• [GESPEICHERTE DATEN]
%%
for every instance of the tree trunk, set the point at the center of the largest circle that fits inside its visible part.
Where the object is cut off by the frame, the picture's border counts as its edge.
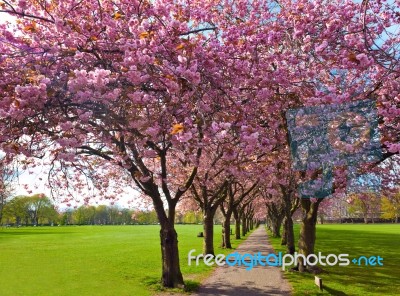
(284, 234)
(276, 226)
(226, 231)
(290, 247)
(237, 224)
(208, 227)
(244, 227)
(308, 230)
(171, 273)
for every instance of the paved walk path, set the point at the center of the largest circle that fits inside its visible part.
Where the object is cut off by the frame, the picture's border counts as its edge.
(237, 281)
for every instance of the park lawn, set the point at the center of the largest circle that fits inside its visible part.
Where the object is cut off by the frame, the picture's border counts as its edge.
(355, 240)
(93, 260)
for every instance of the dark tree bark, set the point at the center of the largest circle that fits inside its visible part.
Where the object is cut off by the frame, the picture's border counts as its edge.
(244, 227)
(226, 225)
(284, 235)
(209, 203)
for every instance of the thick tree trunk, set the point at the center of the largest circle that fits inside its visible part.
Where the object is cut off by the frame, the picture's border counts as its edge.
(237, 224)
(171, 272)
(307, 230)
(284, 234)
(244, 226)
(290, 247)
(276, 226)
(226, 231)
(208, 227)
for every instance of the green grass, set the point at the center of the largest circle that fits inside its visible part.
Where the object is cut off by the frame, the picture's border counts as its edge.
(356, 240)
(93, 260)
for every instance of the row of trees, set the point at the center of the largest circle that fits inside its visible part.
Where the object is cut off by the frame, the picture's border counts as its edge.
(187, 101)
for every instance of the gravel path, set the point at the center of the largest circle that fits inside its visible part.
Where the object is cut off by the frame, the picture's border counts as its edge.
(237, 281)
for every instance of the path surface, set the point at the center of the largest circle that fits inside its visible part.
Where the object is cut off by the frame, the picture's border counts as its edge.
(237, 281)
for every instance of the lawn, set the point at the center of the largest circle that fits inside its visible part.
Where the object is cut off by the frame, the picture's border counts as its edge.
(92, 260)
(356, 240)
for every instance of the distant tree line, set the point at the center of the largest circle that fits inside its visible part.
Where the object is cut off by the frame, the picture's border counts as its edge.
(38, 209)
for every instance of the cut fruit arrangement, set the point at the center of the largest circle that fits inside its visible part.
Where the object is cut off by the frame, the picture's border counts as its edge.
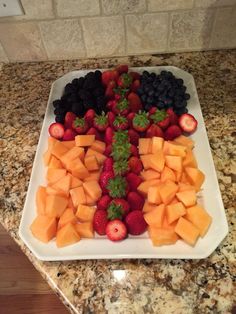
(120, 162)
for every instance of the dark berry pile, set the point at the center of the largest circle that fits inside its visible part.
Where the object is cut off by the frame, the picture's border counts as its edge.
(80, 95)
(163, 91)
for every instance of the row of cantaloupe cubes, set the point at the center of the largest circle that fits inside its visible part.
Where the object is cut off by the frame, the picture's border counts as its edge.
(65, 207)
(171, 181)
%%
%%
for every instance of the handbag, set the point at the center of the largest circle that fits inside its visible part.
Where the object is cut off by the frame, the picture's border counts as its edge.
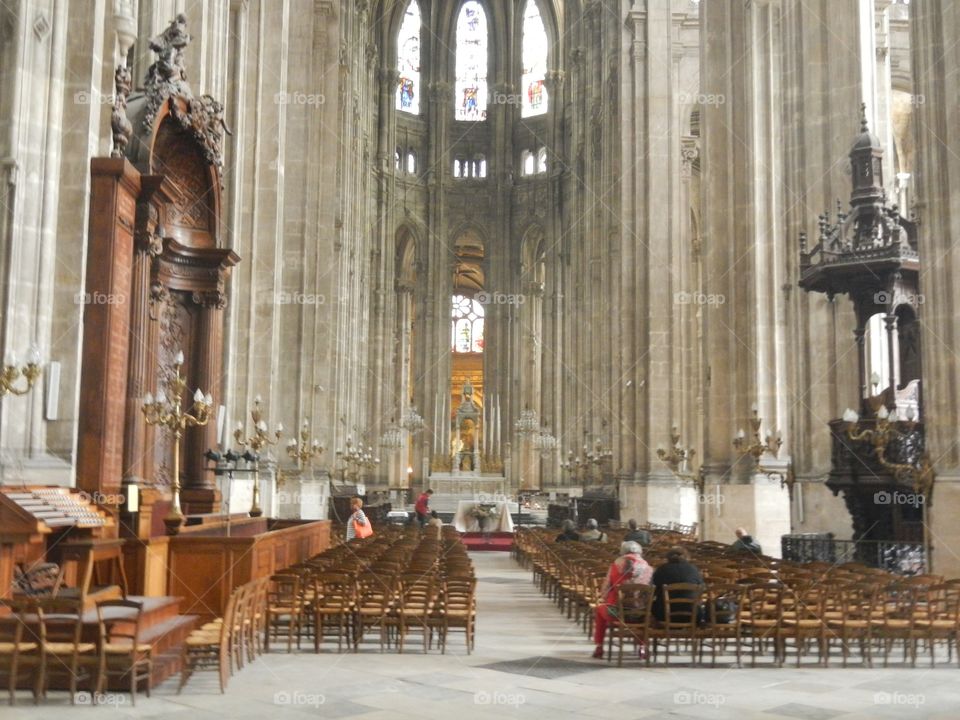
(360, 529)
%%
%%
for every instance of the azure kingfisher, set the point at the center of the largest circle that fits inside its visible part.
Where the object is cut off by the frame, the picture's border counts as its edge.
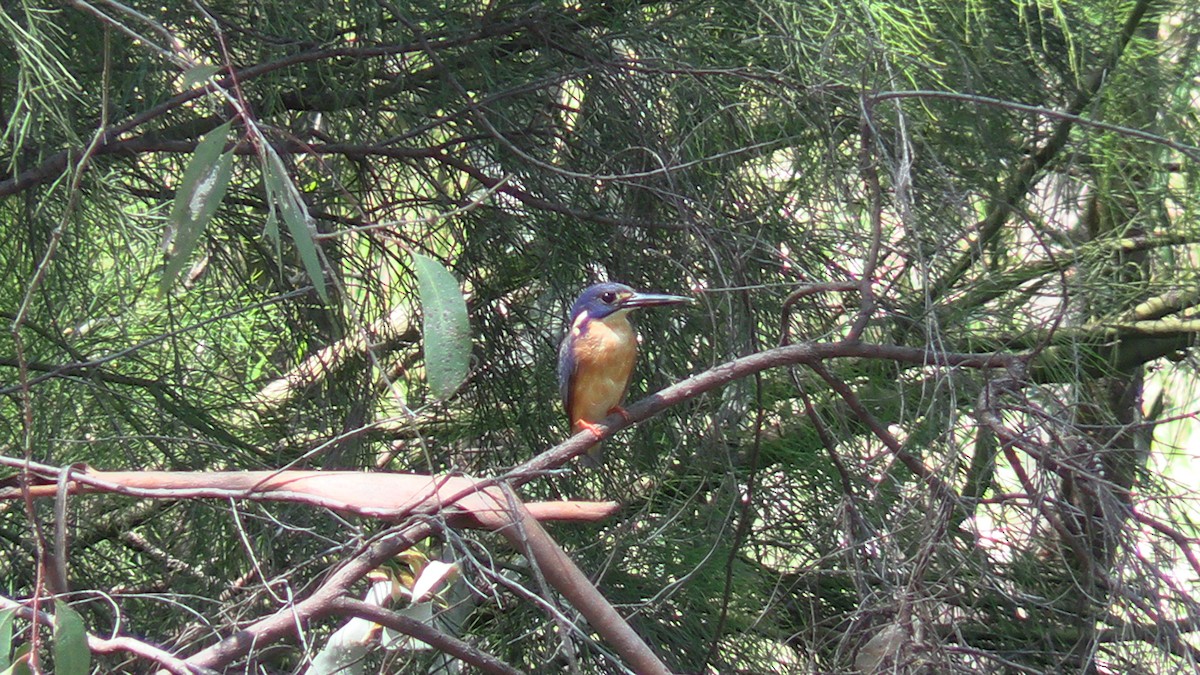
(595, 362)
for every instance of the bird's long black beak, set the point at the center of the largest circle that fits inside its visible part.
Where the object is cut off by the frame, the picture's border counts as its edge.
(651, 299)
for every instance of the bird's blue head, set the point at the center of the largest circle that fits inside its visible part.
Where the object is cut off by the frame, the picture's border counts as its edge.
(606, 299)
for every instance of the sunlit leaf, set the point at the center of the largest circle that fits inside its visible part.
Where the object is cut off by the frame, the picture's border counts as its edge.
%%
• [ANFORDERUNG]
Gib bitte nur die Zahl an: Wie viele Zeilen der Einträge oben enthalten die Zeichenfolge „lawn“? Groß- und Kleinschreibung zählt.

• [AUFGABENERGEBNIS]
2